EXERCISE:
Extract each line of the items below that contains the string "leaf". Matching is case-sensitive.

RECORDED INFORMATION:
****************
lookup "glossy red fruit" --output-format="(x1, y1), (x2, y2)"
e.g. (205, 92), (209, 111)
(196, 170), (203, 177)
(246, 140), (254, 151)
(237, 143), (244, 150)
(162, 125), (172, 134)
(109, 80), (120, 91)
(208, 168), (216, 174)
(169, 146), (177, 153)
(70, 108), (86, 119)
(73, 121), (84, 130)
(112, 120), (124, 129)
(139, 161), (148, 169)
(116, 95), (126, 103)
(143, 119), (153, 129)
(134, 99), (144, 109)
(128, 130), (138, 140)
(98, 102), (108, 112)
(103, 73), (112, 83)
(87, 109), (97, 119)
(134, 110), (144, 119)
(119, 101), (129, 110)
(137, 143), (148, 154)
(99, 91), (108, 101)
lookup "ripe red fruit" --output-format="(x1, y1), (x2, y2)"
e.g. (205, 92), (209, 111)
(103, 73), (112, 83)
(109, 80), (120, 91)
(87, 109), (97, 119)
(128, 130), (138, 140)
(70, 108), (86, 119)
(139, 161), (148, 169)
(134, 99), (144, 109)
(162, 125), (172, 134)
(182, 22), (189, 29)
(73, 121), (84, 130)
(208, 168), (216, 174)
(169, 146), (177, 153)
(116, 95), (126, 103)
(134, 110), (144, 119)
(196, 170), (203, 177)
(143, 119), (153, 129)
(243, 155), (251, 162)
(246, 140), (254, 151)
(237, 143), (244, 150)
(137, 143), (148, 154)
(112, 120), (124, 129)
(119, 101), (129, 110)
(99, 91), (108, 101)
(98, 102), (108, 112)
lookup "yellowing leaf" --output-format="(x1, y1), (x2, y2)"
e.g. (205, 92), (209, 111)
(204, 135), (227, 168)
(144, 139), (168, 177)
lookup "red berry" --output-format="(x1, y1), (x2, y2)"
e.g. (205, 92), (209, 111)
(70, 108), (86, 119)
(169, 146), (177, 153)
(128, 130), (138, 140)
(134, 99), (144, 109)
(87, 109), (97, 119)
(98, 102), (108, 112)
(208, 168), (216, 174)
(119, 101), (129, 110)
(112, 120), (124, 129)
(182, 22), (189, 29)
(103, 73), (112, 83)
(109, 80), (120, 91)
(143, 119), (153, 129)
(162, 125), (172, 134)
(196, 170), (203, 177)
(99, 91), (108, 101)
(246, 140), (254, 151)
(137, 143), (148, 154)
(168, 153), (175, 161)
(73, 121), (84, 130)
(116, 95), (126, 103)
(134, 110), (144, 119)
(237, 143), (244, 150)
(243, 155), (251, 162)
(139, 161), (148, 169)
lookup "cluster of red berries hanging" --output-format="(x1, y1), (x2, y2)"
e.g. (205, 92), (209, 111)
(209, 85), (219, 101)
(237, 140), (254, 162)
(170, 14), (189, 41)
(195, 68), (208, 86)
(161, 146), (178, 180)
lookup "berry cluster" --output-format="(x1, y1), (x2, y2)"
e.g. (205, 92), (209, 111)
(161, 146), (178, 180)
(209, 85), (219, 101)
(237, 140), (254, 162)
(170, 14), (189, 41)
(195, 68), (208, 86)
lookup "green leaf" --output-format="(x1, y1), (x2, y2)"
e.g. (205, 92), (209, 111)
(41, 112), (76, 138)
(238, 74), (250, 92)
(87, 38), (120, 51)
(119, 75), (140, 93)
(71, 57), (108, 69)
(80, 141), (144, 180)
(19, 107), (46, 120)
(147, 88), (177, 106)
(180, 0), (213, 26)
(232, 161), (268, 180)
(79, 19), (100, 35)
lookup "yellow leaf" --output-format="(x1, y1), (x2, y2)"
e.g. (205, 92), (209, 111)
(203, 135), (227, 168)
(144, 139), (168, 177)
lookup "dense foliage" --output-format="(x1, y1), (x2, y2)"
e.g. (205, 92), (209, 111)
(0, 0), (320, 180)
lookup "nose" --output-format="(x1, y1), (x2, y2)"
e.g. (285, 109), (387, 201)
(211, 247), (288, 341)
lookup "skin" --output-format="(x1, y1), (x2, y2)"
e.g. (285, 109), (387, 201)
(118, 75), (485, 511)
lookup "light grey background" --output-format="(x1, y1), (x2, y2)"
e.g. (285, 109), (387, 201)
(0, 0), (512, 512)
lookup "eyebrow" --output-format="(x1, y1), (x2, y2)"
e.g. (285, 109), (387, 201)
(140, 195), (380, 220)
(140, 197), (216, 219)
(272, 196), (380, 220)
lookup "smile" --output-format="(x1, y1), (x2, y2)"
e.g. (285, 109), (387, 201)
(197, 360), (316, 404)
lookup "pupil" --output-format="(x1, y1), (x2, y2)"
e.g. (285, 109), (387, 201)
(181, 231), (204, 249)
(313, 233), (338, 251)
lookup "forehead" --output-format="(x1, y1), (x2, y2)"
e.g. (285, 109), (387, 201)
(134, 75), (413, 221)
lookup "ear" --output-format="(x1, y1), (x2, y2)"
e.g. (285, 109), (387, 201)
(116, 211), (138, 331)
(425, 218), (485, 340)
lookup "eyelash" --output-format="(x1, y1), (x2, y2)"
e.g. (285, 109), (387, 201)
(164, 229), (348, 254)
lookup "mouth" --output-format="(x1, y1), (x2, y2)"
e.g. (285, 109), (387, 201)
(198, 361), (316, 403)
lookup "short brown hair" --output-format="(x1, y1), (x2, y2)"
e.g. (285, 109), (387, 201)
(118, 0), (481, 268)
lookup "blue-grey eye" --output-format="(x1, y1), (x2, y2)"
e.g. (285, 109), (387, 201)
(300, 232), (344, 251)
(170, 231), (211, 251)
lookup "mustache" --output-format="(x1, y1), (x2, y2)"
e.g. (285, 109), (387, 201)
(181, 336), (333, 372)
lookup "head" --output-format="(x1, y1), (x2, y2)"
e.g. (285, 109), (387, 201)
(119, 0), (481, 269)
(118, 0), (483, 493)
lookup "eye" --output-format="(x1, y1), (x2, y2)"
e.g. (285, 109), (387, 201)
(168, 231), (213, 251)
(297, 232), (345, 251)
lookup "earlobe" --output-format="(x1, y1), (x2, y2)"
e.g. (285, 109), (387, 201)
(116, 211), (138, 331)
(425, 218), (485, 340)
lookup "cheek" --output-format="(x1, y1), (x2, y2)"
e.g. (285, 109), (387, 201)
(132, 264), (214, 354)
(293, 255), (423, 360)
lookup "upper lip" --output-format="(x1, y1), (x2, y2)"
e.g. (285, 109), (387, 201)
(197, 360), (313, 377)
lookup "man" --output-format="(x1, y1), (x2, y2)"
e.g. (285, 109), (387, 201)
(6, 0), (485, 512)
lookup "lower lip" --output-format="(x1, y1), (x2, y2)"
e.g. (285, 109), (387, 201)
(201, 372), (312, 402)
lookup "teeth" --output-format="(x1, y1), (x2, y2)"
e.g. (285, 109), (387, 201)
****************
EXERCISE OUTPUT:
lookup "yellowing leaf" --output-format="(x1, y1), (x2, y2)"
lookup "green leaf" --output-format="(x1, y1), (x2, y2)"
lookup "yellow leaf" --output-format="(x1, y1), (x2, y2)"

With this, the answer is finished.